====== Listed records ======

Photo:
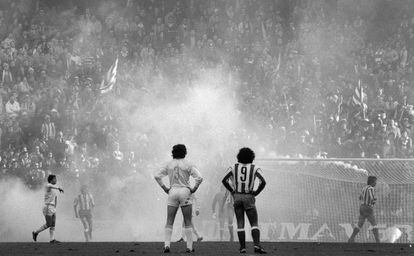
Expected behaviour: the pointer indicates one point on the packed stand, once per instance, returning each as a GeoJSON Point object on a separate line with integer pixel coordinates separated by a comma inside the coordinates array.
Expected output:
{"type": "Point", "coordinates": [299, 64]}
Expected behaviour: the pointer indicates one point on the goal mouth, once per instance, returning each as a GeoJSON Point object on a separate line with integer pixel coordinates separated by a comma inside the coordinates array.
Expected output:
{"type": "Point", "coordinates": [318, 199]}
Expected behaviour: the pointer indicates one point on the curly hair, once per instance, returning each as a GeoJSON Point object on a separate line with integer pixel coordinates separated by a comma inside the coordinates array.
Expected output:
{"type": "Point", "coordinates": [371, 179]}
{"type": "Point", "coordinates": [179, 151]}
{"type": "Point", "coordinates": [50, 178]}
{"type": "Point", "coordinates": [245, 156]}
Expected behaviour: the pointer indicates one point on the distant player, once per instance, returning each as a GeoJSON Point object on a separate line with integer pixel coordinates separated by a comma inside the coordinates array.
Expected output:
{"type": "Point", "coordinates": [49, 210]}
{"type": "Point", "coordinates": [196, 212]}
{"type": "Point", "coordinates": [243, 175]}
{"type": "Point", "coordinates": [83, 205]}
{"type": "Point", "coordinates": [179, 193]}
{"type": "Point", "coordinates": [366, 210]}
{"type": "Point", "coordinates": [224, 200]}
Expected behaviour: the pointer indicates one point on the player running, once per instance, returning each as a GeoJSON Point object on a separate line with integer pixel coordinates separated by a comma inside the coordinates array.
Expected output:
{"type": "Point", "coordinates": [224, 200]}
{"type": "Point", "coordinates": [179, 193]}
{"type": "Point", "coordinates": [366, 210]}
{"type": "Point", "coordinates": [196, 212]}
{"type": "Point", "coordinates": [49, 210]}
{"type": "Point", "coordinates": [83, 205]}
{"type": "Point", "coordinates": [243, 176]}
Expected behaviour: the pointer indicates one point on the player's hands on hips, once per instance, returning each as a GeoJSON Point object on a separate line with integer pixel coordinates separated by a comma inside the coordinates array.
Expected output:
{"type": "Point", "coordinates": [166, 190]}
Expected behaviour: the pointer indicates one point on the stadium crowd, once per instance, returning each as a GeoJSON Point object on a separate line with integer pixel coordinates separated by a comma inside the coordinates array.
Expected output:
{"type": "Point", "coordinates": [319, 78]}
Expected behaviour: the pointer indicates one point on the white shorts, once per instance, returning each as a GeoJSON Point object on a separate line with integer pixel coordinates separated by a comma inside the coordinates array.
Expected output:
{"type": "Point", "coordinates": [49, 210]}
{"type": "Point", "coordinates": [179, 197]}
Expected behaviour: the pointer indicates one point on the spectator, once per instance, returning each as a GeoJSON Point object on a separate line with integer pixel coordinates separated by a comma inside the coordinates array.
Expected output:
{"type": "Point", "coordinates": [13, 107]}
{"type": "Point", "coordinates": [48, 129]}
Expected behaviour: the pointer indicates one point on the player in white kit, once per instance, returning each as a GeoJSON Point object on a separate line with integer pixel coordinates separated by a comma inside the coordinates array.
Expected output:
{"type": "Point", "coordinates": [49, 210]}
{"type": "Point", "coordinates": [179, 193]}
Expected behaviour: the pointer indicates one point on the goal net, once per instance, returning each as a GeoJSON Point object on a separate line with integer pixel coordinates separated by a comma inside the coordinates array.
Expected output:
{"type": "Point", "coordinates": [317, 200]}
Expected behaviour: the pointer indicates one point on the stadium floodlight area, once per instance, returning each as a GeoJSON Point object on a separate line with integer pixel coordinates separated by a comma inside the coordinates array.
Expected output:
{"type": "Point", "coordinates": [317, 200]}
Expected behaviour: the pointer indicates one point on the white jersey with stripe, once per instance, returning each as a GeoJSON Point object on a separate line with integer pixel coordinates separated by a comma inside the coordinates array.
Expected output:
{"type": "Point", "coordinates": [84, 202]}
{"type": "Point", "coordinates": [179, 172]}
{"type": "Point", "coordinates": [243, 177]}
{"type": "Point", "coordinates": [367, 196]}
{"type": "Point", "coordinates": [51, 194]}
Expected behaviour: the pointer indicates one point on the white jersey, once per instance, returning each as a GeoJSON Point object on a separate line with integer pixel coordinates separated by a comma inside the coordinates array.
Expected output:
{"type": "Point", "coordinates": [179, 172]}
{"type": "Point", "coordinates": [51, 194]}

======

| Aim of the task |
Without the pictures, return the whole of the data exactly as given.

| Result of the exercise |
Photo:
Expected behaviour: the pointer indicates one point on the packed stand, once per instance, returning each as a GeoJSON Point object on a separate line with integer pixel coordinates separated by a comma inside the coordinates array.
Expected output:
{"type": "Point", "coordinates": [299, 64]}
Expected behaviour: the pointer indicates one point on the goal mouth, once per instance, returning each as a GeoJSON Point object on a separate line with integer pixel coordinates separated by a comma inside the coordinates array.
Expected output:
{"type": "Point", "coordinates": [318, 199]}
Expected behaviour: the pointer indicates one point on the curly hair, once per instance, returning each as a GeoJSON Point object on a separate line with integer pixel coordinates separated by a comma inside the coordinates array.
Expected output:
{"type": "Point", "coordinates": [371, 179]}
{"type": "Point", "coordinates": [179, 151]}
{"type": "Point", "coordinates": [50, 178]}
{"type": "Point", "coordinates": [245, 156]}
Expected behaviour: the pointer indicates one point on the distant player, once per instance, returning each as a GeoJSON Point object on a separate line with integer pixel coordinates separated by a comma inside the coordinates array.
Expected output:
{"type": "Point", "coordinates": [49, 210]}
{"type": "Point", "coordinates": [196, 212]}
{"type": "Point", "coordinates": [243, 175]}
{"type": "Point", "coordinates": [83, 205]}
{"type": "Point", "coordinates": [179, 193]}
{"type": "Point", "coordinates": [366, 210]}
{"type": "Point", "coordinates": [224, 200]}
Expected behaviour: the pointer indicates one point on the player running, once per instance, returning each as a GeoJSON Point object on a separate line with integer pixel coordinates separated by a comma inside the coordinates array.
Expected output:
{"type": "Point", "coordinates": [224, 200]}
{"type": "Point", "coordinates": [179, 193]}
{"type": "Point", "coordinates": [366, 210]}
{"type": "Point", "coordinates": [196, 212]}
{"type": "Point", "coordinates": [49, 210]}
{"type": "Point", "coordinates": [83, 205]}
{"type": "Point", "coordinates": [243, 176]}
Expected behaviour: the pointer indicates one point on the player's hands on hips, once per instance, returning each as a GeoJSON Point object on a separate line with integer pixel coordinates separated by a comma inside the coordinates array.
Expected output:
{"type": "Point", "coordinates": [166, 190]}
Expected behaviour: the pointer indicates one point on the stadium crowd, once per instance, returning each as a GeoJSON Point object on a separate line with integer pixel coordinates separated by a comma inside the coordinates array.
Expected output:
{"type": "Point", "coordinates": [319, 78]}
Expected behaviour: the pointer indicates one point on the white shorts, once per instance, returning each as a GeoJSON Point object on a separate line with integer pixel coordinates separated by a comma inside the coordinates array.
Expected output:
{"type": "Point", "coordinates": [49, 210]}
{"type": "Point", "coordinates": [179, 197]}
Expected behaviour: the pointer indicates one point on the spectator, once per instance, returning each as a GeoJSON Point object on a separate line with integer pixel coordinates separated by a comma inside the coordinates array.
Expected output:
{"type": "Point", "coordinates": [13, 107]}
{"type": "Point", "coordinates": [48, 129]}
Expected behaviour: the pointer indicates one point on the player in white kit, once per instance, returning each as a GeoJSON Point object on a separate line with integer pixel coordinates separated by a comma inside the coordinates array.
Expected output:
{"type": "Point", "coordinates": [49, 210]}
{"type": "Point", "coordinates": [179, 193]}
Expected behaviour: the pointer indicates one point on the goal net, once per instance, returning each as a GeoJSON Point object on a separate line with integer pixel coordinates separated by a comma inside the coordinates array.
Expected output:
{"type": "Point", "coordinates": [317, 200]}
Expected behaviour: the pointer indicates one point on the stadium floodlight area, once per instance, returning each as a GeoJSON Point object on a separate line with integer pixel coordinates separated by a comma inside the coordinates array.
Expected output:
{"type": "Point", "coordinates": [317, 200]}
Expected behaviour: the pointer indicates one point on the white jersey with stripe, once per instance, returning each as a GeoJSON Point object on a separate line with integer pixel coordinates separated by a comma inside the coordinates array.
Expected output:
{"type": "Point", "coordinates": [84, 202]}
{"type": "Point", "coordinates": [179, 172]}
{"type": "Point", "coordinates": [243, 177]}
{"type": "Point", "coordinates": [367, 196]}
{"type": "Point", "coordinates": [51, 194]}
Expected behaviour: the pointer indicates one point on the white jersey, once per instance, returning each as a GeoJSON Point object on a separate line with integer pixel coordinates separated by a comma inside the coordinates array.
Expected output:
{"type": "Point", "coordinates": [179, 172]}
{"type": "Point", "coordinates": [51, 194]}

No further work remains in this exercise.